- _STATED EXERCISE 1_: Show every line of the records below that contains the word "flower", copying each line in full.

- _DOCUMENT SEGMENT_:
Being unattached to the
outcome
Ever found you’ve wanted
someone else to do something for you and despite your
efforts he (let’s say) persists in not doing what you
ask? You think you’ve made your request pretty plain but
what you get back is not what you wanted. Let’s assume
the process relies on the other person’s cooperation for
things to get done. You push harder and somehow it still
doesn’t happen as you want. It seems as though
everything, and particularly this person, is conspiring
to prevent you getting what you want. Let’s say the day
has come to an end and you leave your workplace with the
matter incomplete. But in yourself, you are still fuming
from what has seemed like your inability to get a result,
what we call “being on it”, caught up in a drama. Do you
get this in your life?
I have certainly done.
In fact it’s got so sophisticated that I can be pretty
sure that if I continue pushing, things will continue to
jam up and nothing works. It’s like I’m working in an old
paradigm that’s past its sell-by date and therefore
pointless to continue to try to operate.
One thing that’s
powerful of course is to become aware of what is
happening, and what I’m doing here, let go and “get off
it”, ie. let go of the drama. The beauty of this is that
very probably everything then works out.
However, there’s another
related concept that I also use here, and that is
“attachment”. While I am caught up in some drama like the
one described above, I am attached to it. To let go, or
even more powerfully, not to get caught up in it in the
first place, is to practice non-attachment.

- _DATA ENTRIES_:
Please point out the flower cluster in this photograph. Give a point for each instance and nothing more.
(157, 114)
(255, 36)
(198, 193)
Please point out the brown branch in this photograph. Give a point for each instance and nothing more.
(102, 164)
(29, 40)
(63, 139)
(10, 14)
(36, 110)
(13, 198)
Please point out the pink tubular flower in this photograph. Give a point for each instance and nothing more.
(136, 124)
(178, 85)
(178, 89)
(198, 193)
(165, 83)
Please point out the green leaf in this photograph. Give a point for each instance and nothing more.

--

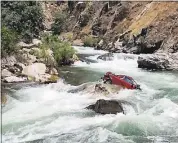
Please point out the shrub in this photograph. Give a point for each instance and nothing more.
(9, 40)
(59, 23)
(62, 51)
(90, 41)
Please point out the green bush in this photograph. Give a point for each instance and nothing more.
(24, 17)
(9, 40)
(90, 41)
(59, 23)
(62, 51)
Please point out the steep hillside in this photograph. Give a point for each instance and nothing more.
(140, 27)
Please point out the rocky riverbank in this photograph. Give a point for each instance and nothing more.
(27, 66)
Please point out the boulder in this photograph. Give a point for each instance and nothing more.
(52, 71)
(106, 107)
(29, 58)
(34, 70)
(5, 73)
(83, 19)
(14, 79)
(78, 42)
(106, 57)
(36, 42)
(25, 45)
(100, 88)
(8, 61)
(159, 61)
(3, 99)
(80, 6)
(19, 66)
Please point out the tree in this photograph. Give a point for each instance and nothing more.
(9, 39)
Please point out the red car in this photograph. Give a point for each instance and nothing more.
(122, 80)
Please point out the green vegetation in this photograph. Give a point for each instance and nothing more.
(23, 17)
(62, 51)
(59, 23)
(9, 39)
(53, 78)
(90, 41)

- _STATED EXERCISE 2_: Extend the passage on being unattached to the outcome, picking up right after its last sentence.

- _EXPECTED ANSWER 1_:
Please point out the flower cluster in this photograph. Give a point for each instance and nothing more.
Please point out the pink tubular flower in this photograph. Give a point for each instance and nothing more.

- _EXPECTED ANSWER 2_:
Non-attachment is related to the concept of the Witness,
which I have referred to several times before in this
blog. While I am in the space of the Witness in relation
to happens in my life, I am not emotionally engaged in
what happens. I am not wrapped up in my ego and my egoic
patterns which I learned eons ago. I am
unattached.
When we are caught up in
something, we are acting outside of awareness. It is
unconscious, a knee-jerk response. We are wrapped up in
it and we won’t see what’s really going on, such as that
we are emotionally caught up, maybe feeling angry in this
example, won’t take the bigger perspective, won’t see it
from another angle, won’t see it from the other person’s
point of view, etc.. It’s as though, to use an old image,
a record has got stuck in a grove and keeps repeating. We
are very probably doing just that, repeating an
old-established way of feeling, thinking and acting. This
is the ego at work. To enable us to survive, as we saw
it, we learned to react in certain ways. This is the ego,
ahamkara, the limited personality. However, what we
learned when we were still throwing the toys out of the
pram in a tantrum doesn’t serve us in adulthood or as we
grow psychologically and spiritually. The old creative
adjustment to the circumstances of life as we perceived
them are no longer serving us. The trouble is, getting
it. The seductiveness of the ego is to bring us back into
old patterns, to ensure our perceived
survival.
In attachment, what is
happening is that, almost perversely, we keep on with the
pattern. Something happens like my example of someone not
doing what you want, and you dig in, get engaged and get
“on it”. You are holding on to the pattern, belief,
attitude or whatever. You’re attached to it. And, lo and
behold, the universe, under the Law of Attraction, gives
you more of what you are thinking. So you get more of
it.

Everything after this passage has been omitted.